**課題の目標**. 以下の資料のうち、文字列「turret」を含む行の数を数え、その数のみをお答えください。大文字と小文字は区別するものとします。

**収録資料**.
-.-.-

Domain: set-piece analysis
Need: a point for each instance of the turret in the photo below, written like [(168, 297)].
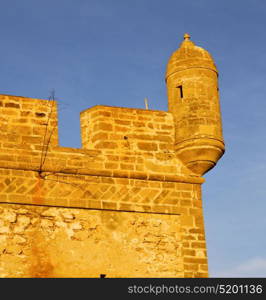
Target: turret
[(193, 99)]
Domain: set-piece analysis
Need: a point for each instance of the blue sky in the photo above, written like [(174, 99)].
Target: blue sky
[(115, 53)]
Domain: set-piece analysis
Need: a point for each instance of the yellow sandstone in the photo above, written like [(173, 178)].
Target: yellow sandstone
[(128, 203)]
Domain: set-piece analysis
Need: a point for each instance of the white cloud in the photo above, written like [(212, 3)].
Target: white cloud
[(255, 267)]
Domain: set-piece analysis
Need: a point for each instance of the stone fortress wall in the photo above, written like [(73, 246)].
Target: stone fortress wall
[(127, 204)]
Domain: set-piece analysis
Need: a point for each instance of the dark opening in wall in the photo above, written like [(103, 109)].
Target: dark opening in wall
[(180, 91)]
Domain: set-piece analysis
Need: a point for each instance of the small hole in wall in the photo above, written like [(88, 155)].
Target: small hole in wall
[(180, 90)]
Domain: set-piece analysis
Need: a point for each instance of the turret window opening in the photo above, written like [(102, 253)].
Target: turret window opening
[(180, 91)]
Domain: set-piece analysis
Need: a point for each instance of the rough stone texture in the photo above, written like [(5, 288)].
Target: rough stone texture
[(128, 204)]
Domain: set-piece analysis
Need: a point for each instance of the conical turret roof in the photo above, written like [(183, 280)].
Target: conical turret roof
[(188, 55)]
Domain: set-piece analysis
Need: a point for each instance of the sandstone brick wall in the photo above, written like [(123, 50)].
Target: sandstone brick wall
[(135, 208)]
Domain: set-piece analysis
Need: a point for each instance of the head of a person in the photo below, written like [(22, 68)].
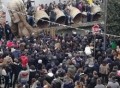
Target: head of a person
[(98, 81), (24, 68), (109, 87)]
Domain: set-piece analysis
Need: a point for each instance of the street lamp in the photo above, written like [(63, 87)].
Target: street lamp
[(105, 22)]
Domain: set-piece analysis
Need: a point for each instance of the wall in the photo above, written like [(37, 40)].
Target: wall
[(37, 2)]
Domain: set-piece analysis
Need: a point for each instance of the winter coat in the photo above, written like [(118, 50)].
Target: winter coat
[(24, 75), (99, 86), (7, 59), (113, 84), (104, 69)]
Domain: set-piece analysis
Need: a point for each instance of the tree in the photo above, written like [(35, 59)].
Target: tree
[(113, 20)]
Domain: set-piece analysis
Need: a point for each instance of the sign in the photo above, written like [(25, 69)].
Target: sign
[(96, 28)]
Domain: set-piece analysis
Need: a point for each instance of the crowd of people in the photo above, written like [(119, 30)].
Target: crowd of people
[(82, 5), (65, 61)]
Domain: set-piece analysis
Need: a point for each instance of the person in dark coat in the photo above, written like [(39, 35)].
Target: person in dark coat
[(1, 32), (16, 67), (8, 32), (32, 74)]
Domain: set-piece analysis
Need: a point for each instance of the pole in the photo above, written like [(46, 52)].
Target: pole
[(105, 22)]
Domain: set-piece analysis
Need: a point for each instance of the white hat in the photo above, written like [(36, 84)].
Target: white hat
[(40, 61)]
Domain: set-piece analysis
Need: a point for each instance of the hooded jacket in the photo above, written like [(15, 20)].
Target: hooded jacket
[(113, 84)]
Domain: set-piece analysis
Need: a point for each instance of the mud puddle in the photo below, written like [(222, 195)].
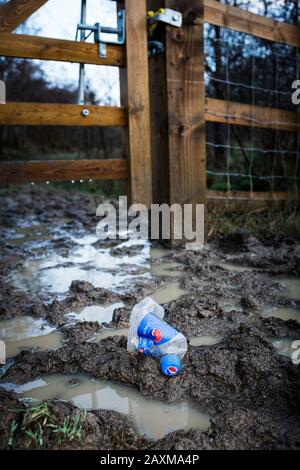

-.-.-

**解答例**. 6